Start of Given entries

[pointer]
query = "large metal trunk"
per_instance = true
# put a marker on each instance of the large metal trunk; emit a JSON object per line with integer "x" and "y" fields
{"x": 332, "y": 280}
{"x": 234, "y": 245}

End of Given entries

*Work task:*
Whatever appears in the material must be set down again, word for word.

*Result:*
[pointer]
query = "large metal trunk"
per_instance = true
# put a marker on each instance of the large metal trunk; emit a JSON object per line with integer "x" and "y" fields
{"x": 332, "y": 280}
{"x": 234, "y": 245}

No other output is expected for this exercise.